(Beginning of Material for the task)

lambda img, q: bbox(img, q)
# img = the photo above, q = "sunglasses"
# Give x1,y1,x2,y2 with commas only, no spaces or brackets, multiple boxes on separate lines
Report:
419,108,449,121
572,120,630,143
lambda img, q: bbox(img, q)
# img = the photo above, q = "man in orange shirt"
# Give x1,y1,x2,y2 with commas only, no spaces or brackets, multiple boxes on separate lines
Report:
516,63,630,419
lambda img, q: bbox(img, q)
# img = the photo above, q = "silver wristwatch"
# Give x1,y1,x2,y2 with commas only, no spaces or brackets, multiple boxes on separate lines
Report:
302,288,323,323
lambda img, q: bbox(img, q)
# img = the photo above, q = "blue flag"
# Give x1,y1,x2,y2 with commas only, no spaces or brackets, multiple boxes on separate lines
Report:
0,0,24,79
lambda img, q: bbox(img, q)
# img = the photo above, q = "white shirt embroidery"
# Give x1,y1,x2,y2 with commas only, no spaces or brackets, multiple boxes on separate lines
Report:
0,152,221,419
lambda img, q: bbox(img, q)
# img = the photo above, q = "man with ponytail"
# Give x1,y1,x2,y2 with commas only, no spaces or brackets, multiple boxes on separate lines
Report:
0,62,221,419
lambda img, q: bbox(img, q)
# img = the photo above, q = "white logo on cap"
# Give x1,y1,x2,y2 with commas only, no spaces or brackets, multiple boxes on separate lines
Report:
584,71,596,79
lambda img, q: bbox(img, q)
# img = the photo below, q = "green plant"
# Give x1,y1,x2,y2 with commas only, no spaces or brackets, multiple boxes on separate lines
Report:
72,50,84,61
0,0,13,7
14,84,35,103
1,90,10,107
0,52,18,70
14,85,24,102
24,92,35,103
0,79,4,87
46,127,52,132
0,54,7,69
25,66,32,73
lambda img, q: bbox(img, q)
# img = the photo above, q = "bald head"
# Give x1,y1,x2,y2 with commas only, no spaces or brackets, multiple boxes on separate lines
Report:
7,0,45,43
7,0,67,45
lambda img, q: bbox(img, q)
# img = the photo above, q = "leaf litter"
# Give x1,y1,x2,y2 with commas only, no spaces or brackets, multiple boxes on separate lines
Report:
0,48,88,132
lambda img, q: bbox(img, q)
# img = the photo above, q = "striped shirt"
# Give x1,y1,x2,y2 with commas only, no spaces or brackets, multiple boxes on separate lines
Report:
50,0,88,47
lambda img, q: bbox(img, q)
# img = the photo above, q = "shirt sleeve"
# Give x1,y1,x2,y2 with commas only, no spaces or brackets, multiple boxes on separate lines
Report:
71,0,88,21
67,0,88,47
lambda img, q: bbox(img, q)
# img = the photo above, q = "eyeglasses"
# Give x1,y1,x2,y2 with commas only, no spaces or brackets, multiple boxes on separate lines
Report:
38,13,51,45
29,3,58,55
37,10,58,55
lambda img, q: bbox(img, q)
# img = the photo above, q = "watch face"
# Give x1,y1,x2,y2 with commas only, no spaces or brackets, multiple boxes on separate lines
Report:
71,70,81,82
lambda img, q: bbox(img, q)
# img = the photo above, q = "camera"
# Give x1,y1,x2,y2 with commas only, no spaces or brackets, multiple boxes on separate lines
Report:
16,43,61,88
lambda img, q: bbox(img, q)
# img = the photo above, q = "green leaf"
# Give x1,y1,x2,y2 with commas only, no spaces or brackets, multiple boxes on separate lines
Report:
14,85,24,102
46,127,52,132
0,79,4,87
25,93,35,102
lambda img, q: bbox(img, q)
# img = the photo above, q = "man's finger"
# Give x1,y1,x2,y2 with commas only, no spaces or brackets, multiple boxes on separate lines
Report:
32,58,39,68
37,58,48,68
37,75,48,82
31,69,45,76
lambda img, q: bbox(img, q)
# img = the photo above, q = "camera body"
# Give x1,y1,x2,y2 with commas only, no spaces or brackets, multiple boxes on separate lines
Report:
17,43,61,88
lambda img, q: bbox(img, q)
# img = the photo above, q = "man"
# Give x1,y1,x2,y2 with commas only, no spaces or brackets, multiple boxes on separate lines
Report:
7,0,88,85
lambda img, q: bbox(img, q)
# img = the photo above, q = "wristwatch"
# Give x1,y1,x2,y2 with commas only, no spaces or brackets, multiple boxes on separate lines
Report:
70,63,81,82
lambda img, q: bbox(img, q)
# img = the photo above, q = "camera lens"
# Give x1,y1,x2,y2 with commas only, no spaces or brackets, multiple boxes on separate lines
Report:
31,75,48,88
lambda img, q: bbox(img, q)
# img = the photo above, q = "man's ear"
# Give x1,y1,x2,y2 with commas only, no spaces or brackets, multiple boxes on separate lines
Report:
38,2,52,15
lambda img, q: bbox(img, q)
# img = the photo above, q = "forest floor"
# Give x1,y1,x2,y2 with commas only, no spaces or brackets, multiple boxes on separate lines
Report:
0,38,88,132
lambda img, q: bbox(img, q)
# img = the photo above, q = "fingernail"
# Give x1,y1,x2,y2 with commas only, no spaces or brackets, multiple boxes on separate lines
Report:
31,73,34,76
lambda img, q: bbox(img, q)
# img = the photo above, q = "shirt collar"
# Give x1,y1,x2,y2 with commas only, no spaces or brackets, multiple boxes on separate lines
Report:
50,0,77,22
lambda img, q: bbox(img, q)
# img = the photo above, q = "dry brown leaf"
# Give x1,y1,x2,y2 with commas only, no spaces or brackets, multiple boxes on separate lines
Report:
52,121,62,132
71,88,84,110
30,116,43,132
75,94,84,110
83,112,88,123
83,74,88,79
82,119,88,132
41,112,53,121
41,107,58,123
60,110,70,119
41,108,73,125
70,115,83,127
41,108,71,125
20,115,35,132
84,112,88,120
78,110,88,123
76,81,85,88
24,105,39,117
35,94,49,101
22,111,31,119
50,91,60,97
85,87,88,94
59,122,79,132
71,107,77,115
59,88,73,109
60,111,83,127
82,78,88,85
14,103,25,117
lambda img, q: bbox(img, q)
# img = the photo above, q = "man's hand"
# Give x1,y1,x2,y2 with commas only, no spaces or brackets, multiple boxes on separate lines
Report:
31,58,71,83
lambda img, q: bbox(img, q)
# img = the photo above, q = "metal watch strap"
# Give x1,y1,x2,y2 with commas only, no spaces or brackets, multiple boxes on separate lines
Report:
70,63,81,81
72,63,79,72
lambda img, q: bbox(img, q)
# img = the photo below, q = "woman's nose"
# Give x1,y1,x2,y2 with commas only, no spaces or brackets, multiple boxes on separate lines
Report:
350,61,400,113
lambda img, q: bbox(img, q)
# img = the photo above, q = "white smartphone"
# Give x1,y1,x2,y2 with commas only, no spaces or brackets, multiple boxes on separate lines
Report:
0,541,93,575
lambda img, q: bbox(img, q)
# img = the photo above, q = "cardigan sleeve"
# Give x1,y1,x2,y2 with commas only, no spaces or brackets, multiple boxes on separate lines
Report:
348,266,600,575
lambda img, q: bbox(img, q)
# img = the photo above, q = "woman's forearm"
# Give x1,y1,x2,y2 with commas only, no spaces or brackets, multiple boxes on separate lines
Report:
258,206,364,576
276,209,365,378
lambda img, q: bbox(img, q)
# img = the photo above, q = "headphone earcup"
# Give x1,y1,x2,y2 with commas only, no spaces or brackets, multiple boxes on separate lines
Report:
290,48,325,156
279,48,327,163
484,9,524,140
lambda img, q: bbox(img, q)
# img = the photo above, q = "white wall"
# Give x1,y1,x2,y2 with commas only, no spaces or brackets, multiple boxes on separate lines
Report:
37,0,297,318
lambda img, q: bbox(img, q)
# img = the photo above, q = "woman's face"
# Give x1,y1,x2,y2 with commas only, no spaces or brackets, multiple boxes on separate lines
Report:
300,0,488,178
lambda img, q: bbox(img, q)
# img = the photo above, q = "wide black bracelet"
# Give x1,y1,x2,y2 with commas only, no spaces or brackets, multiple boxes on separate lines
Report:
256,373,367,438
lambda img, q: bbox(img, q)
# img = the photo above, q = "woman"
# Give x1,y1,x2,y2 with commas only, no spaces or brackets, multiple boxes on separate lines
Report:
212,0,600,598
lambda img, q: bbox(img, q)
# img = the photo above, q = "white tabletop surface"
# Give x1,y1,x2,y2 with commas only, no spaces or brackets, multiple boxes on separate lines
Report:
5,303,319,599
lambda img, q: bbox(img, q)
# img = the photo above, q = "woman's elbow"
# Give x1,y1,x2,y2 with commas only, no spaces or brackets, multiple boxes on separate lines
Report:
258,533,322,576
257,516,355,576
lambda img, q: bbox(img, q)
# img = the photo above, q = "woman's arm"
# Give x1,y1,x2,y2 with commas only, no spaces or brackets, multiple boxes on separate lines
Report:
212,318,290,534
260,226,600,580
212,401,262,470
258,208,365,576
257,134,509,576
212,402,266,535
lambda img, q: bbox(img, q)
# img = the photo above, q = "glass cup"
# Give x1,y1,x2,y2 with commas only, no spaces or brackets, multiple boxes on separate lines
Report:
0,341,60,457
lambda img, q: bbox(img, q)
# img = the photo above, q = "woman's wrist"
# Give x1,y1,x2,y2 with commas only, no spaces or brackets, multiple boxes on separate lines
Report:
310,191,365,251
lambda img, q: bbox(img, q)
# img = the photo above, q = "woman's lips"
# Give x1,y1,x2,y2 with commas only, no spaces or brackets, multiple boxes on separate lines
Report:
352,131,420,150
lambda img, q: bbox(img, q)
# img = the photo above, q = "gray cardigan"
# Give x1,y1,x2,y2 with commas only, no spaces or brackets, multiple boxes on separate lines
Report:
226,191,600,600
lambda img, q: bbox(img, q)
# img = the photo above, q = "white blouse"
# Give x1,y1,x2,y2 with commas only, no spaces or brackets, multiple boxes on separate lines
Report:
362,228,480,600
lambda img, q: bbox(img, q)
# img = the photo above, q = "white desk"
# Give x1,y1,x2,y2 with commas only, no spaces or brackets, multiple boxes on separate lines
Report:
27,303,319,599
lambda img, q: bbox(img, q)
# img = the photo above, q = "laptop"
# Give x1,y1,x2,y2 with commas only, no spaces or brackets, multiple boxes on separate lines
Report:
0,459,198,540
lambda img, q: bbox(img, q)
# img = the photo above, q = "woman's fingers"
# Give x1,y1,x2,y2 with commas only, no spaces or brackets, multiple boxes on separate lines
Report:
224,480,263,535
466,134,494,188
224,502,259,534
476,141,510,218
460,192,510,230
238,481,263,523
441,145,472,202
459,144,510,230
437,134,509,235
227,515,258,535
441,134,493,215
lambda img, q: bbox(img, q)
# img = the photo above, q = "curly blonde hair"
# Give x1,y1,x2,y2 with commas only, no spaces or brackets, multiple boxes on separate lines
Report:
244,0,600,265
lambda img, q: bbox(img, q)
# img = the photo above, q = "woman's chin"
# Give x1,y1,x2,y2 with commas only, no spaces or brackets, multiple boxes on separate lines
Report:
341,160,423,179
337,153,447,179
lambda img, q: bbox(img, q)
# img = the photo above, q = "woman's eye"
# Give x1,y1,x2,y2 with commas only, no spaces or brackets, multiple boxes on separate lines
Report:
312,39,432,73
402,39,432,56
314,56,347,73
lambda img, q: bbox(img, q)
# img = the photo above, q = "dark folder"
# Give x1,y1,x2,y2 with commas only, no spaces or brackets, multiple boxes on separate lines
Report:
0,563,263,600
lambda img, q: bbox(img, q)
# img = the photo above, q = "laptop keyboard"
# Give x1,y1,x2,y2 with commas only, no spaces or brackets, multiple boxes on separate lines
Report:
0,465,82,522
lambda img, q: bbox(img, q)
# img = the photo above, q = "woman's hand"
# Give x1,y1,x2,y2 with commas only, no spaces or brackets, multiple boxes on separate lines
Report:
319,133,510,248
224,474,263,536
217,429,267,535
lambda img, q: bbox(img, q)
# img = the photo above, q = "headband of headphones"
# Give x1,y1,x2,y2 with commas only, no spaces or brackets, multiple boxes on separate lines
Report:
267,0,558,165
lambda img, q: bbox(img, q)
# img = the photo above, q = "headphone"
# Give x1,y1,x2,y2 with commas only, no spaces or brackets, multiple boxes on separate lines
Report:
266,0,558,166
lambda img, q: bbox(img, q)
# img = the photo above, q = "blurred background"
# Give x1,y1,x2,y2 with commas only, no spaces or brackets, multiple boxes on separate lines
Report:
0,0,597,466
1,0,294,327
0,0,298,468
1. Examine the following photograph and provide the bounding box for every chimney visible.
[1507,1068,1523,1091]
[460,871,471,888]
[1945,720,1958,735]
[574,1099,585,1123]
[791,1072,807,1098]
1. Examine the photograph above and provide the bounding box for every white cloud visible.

(End of Material for the task)

What needs to be done ::
All lines with the word "wristwatch" must be located in the data and copied.

Output for this exercise ::
# img = the photo above, q = "silver wristwatch"
# img = the photo above, q = "wristwatch"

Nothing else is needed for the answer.